### EXERCISE
Repeat every one of the following entries line for line, changing no character.

☆ ☆ ☆

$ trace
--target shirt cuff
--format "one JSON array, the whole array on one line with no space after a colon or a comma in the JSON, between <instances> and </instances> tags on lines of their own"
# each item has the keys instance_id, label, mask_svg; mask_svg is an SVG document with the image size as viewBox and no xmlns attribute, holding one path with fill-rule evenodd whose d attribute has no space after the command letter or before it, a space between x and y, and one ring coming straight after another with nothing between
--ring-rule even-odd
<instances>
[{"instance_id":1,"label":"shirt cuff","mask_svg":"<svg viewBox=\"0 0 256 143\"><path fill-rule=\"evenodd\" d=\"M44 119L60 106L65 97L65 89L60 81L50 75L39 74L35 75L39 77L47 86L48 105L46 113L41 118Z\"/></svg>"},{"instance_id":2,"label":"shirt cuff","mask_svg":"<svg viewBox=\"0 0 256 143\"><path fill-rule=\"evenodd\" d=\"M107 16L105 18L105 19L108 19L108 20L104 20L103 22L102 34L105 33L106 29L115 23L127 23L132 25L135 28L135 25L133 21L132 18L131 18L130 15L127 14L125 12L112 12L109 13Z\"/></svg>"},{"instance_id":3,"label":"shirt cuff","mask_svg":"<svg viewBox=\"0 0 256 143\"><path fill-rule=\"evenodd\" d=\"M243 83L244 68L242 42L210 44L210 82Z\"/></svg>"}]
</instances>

☆ ☆ ☆

### EXERCISE RESULT
$ trace
--target shirt cuff
--format "one JSON array, the whole array on one line with no space after a colon or a comma in the JSON, between <instances> and </instances> tags on lines of their own"
# each item has the keys instance_id, label, mask_svg; mask_svg is an SVG document with the image size as viewBox and no xmlns attribute, holding one path with fill-rule evenodd whose d attribute has no space after the command letter or before it, a space between x and y, and one ring coming straight after another with nothing between
--ring-rule even-odd
<instances>
[{"instance_id":1,"label":"shirt cuff","mask_svg":"<svg viewBox=\"0 0 256 143\"><path fill-rule=\"evenodd\" d=\"M44 119L60 106L65 97L65 89L60 81L50 75L39 74L35 75L39 77L47 86L48 105L46 113L41 118Z\"/></svg>"},{"instance_id":2,"label":"shirt cuff","mask_svg":"<svg viewBox=\"0 0 256 143\"><path fill-rule=\"evenodd\" d=\"M107 16L105 18L105 19L108 19L108 20L104 20L103 22L102 34L105 33L106 29L115 23L127 23L132 25L135 28L135 25L133 21L132 18L131 18L130 15L127 14L125 12L112 12L109 13Z\"/></svg>"},{"instance_id":3,"label":"shirt cuff","mask_svg":"<svg viewBox=\"0 0 256 143\"><path fill-rule=\"evenodd\" d=\"M243 83L244 68L242 42L210 44L210 82Z\"/></svg>"}]
</instances>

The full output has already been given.